Short exercise: Print each of the following rows verbatim, without altering any character.

(Excerpts of pointing data)
++++++

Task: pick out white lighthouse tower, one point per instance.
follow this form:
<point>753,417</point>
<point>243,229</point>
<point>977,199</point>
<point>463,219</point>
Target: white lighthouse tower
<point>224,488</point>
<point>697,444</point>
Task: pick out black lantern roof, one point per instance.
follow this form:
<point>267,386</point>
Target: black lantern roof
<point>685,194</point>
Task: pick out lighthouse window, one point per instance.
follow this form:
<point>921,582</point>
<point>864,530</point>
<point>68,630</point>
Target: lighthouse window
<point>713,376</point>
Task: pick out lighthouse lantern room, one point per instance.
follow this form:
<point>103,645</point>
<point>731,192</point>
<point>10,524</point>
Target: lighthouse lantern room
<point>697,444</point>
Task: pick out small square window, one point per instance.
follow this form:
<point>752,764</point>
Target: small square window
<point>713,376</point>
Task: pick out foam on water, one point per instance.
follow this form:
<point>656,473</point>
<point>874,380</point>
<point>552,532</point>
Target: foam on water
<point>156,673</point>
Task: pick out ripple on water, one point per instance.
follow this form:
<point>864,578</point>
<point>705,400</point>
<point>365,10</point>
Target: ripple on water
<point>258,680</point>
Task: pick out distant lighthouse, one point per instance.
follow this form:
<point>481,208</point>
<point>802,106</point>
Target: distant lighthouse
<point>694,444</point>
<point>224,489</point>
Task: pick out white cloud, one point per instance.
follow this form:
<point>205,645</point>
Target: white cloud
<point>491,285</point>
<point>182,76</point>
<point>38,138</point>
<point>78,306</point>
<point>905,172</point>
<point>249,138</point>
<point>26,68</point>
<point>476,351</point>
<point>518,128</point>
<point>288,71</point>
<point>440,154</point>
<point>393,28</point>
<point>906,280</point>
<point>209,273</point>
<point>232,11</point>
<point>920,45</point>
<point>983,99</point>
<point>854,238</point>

++++++

Final result:
Task: pick out white lighthouse tower, one point per instance.
follow this form:
<point>753,417</point>
<point>243,229</point>
<point>977,199</point>
<point>463,219</point>
Target: white lighthouse tower
<point>224,488</point>
<point>697,444</point>
Task: pick out black lantern roof, one point per instance.
follow this form:
<point>267,386</point>
Target: black lantern roof
<point>685,194</point>
Task: pick out lighthouse window, one point per instance.
follow this form:
<point>921,582</point>
<point>864,530</point>
<point>68,630</point>
Target: lighthouse window
<point>713,376</point>
Task: pick out lighthouse lantern room, one point per instance.
follow this form:
<point>103,645</point>
<point>731,192</point>
<point>10,524</point>
Target: lighthouse lantern room
<point>697,444</point>
Task: pick out small square window, one point per instance.
follow this form:
<point>752,764</point>
Target: small square window
<point>713,376</point>
Task: pick out foam on water, one point per instance.
follow this form:
<point>656,473</point>
<point>874,380</point>
<point>552,532</point>
Target: foam on water
<point>156,673</point>
Task: pick out ripple on water, one point per instance.
follow this form:
<point>864,578</point>
<point>705,400</point>
<point>365,10</point>
Target: ripple on water
<point>258,680</point>
Task: pick out distant lighthouse, one point per instance.
follow this form:
<point>481,208</point>
<point>802,106</point>
Target: distant lighthouse
<point>694,444</point>
<point>224,489</point>
Task: pick out white cloud, one point per instance.
follow this form:
<point>205,645</point>
Target: white cloud
<point>491,285</point>
<point>182,76</point>
<point>38,138</point>
<point>78,306</point>
<point>905,172</point>
<point>249,138</point>
<point>26,68</point>
<point>476,351</point>
<point>518,128</point>
<point>288,71</point>
<point>440,154</point>
<point>393,28</point>
<point>906,280</point>
<point>209,273</point>
<point>232,11</point>
<point>920,45</point>
<point>983,99</point>
<point>854,238</point>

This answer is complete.